> [Task details]:
Nothing but the line with "Consider the photo above. For every instance of the snow on" and the lines after it, through the end of the records below, is to be repeated, exactly as it is.

> [Records to process]:

★ ★ ★ ★

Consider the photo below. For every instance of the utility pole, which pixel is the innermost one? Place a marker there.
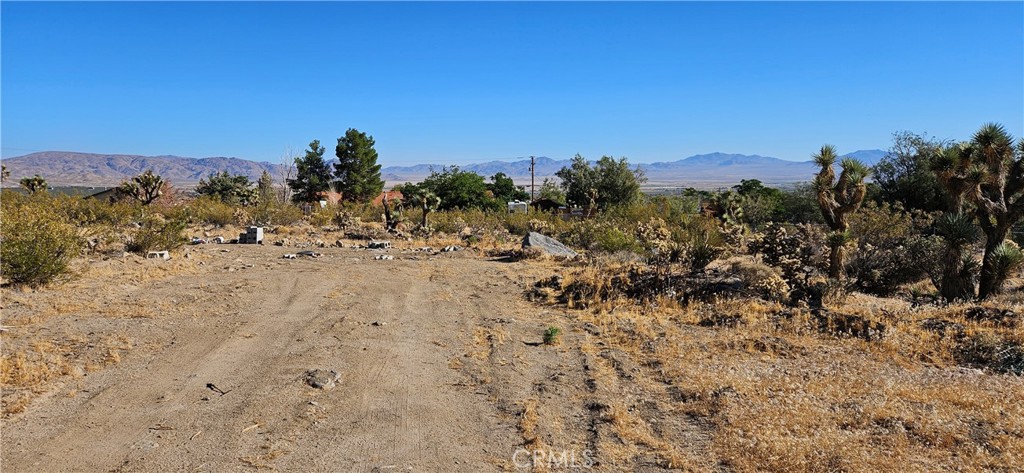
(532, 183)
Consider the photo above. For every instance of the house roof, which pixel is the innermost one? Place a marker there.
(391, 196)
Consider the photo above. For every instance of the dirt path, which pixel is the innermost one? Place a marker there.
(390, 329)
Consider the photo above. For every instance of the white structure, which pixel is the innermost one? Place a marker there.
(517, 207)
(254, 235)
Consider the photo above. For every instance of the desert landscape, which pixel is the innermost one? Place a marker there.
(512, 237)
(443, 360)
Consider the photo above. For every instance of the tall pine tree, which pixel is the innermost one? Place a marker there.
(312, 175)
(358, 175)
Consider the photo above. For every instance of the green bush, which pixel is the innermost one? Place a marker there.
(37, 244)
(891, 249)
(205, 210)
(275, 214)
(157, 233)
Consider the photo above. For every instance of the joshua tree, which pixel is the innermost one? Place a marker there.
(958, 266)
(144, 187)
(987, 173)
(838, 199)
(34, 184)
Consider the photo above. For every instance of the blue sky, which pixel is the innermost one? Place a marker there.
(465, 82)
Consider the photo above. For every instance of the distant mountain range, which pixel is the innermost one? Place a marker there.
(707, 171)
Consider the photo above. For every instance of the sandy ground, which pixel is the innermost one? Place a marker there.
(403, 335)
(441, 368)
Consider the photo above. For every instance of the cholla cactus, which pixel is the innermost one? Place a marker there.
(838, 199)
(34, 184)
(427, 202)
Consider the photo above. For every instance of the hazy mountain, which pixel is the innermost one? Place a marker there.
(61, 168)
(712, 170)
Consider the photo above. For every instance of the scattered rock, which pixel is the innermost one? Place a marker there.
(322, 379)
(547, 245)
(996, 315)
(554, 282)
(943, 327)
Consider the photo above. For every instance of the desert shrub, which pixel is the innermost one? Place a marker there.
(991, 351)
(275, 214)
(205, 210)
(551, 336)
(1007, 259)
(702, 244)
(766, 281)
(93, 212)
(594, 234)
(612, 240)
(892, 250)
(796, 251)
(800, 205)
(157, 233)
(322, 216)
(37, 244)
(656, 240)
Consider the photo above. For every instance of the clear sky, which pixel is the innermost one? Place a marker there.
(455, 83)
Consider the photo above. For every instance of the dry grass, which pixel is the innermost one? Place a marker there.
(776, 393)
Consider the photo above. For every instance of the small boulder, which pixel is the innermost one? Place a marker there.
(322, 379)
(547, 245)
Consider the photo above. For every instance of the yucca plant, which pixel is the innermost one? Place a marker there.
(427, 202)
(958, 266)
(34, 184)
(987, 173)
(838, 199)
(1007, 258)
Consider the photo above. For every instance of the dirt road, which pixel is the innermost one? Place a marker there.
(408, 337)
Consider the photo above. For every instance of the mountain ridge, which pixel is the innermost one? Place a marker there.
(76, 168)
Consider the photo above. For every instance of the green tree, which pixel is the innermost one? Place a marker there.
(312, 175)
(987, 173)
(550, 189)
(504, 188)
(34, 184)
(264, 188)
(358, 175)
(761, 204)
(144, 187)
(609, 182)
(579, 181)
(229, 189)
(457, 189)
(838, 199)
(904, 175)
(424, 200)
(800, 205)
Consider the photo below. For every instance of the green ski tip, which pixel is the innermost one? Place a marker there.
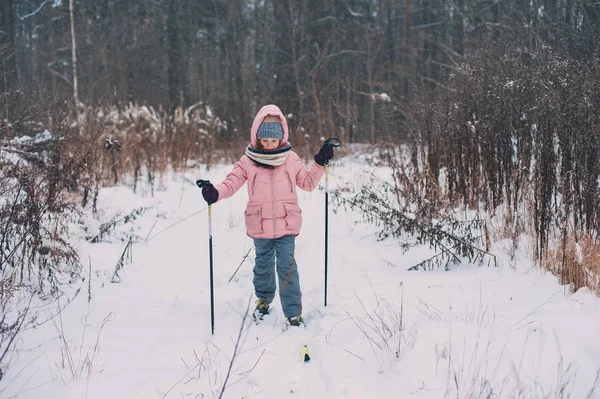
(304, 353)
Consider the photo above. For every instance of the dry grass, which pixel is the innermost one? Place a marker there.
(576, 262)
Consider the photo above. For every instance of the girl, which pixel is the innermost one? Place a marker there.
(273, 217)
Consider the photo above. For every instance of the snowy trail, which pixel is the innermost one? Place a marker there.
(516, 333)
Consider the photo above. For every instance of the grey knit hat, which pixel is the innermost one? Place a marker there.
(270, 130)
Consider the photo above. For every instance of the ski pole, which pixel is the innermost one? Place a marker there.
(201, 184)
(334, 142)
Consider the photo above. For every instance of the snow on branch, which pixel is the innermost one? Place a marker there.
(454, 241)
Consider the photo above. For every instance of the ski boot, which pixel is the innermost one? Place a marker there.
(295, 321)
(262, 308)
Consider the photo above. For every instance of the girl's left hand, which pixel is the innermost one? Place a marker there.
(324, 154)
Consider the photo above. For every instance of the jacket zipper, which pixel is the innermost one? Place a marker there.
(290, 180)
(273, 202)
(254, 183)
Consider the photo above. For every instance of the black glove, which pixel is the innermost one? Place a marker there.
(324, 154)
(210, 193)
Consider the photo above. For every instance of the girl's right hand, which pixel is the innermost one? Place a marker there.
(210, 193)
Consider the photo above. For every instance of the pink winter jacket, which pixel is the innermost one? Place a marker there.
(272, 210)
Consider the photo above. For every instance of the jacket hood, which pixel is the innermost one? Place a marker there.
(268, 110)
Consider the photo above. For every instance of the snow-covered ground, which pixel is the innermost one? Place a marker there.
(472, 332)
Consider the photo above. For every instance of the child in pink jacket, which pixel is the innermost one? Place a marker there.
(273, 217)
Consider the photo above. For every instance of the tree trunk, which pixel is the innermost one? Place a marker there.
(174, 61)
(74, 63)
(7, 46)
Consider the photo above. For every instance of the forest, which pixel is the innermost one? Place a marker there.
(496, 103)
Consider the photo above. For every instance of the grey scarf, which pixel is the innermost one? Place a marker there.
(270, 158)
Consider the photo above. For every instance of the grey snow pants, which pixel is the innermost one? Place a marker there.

★ ★ ★ ★

> [Complete output]:
Consider the photo above. For every instance of the snow on branch, which pixel is the innermost one? Place a marker there.
(454, 241)
Consider the photo above. For every instance of the ski boot, which pixel is the innermost one? Place a marker there.
(295, 321)
(262, 308)
Consider the photo above. For every instance of the girl's left hand, which pixel is the innermost one? Place a marker there.
(324, 154)
Consider the photo above. For every instance of the jacket zipper, which pixel is the innermost one? Place a marker there.
(290, 180)
(273, 202)
(254, 183)
Consider the photo above. For every instance of the black glove, which pixel is the innermost one? Place a marker there.
(324, 154)
(210, 193)
Consider the photo above. For every instance of the girl's right hand, which pixel is the innermost one? Place a marker there.
(210, 193)
Consider the photo above. For every instance of the pink winter jacket, which pixel is the innermost one? Place a marker there.
(272, 210)
Consider the photo above. For every instance of the jacket hood, which pixel is the innermost one? Place a marker there.
(268, 110)
Consider the photo above. For every instance of the snow-covered ground, which pixel is the innermost one? Place a marker there.
(472, 332)
Consider the photo above. For every instance of the child in pink jacket, which pixel is the innermost one? Place a marker there.
(273, 217)
Consider the photo above. For every instance of the tree trunk, which pixel is the innermost one? Place a marker there.
(174, 61)
(74, 63)
(7, 46)
Consider the photo above. For every instance of the forest, which pixel is the innermost one? Place a marker there.
(496, 103)
Consider the photo above. For every instance of the grey scarf, which pixel is the innermost one? Place a marker there.
(270, 158)
Consider the photo above. For every instance of the grey snow pants, which pixel is the innermost one? Place a marker there.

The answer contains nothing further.